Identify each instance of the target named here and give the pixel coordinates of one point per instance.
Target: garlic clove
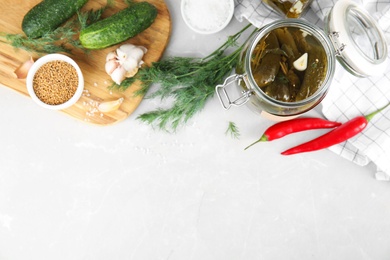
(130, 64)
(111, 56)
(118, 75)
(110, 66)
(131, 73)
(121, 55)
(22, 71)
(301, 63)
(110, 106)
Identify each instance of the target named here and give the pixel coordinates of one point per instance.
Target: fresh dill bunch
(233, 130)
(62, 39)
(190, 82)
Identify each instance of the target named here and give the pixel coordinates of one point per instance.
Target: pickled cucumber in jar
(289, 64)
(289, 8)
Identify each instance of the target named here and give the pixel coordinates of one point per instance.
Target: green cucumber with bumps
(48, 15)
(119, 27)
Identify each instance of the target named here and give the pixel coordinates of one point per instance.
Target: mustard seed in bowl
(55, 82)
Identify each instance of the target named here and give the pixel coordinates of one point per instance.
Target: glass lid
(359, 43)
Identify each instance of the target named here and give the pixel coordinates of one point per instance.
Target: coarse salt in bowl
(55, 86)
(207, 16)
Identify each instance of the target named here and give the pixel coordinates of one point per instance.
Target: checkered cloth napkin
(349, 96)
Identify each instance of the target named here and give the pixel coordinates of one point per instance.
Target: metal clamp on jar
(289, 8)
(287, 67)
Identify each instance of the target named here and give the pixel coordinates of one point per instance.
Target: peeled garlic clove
⁂
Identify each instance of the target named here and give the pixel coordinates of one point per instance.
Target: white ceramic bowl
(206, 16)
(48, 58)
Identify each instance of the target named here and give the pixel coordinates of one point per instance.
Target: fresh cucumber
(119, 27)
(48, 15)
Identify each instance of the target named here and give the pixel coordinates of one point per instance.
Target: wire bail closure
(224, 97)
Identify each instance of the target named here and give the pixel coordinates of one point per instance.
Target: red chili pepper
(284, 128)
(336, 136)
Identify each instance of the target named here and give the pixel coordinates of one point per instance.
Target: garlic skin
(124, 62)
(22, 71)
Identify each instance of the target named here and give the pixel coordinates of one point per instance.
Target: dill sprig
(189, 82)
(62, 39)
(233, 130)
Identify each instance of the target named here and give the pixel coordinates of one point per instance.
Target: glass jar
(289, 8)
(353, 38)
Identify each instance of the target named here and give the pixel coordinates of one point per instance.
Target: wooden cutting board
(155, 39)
⁂
Action item = Output the lines above exactly, but only those between the line holding "Target: fresh dill bunch" and the line holding "Target: peeled garlic clove", inclusive.

Finished task =
Target: fresh dill bunch
(233, 130)
(62, 39)
(190, 82)
Identify each instance of the target named here and give the pixel coordinates of one point per instance.
Target: pickled cucumber in jar
(289, 64)
(289, 8)
Identify each instance of the target named here and give the pixel coordinates of one point per instance.
Target: green cucumber with bumps
(48, 15)
(119, 27)
Identify each instance of the target named here and give the pixel coordinates of one point per instance.
Target: mustard seed in bowl
(55, 82)
Identify each instance of the target named here and give the pixel coordinates of one point per instance.
Target: glass lid
(359, 43)
Identify each instance of the target named here and give the pixel coordinates of one point per instance.
Target: coarse salt in bowl
(55, 86)
(207, 16)
Identify each instance of the target named here and give the pixel coordinates of one point per instance.
Target: checkered cloth napkin
(349, 96)
Identify each instance of the target named here and give the pixel coordinates of one point per instance.
Target: metal clamp on jar
(289, 8)
(287, 67)
Identify each instance of the target named here and give the pixel coordinates of one point per instance.
Target: peeled garlic clove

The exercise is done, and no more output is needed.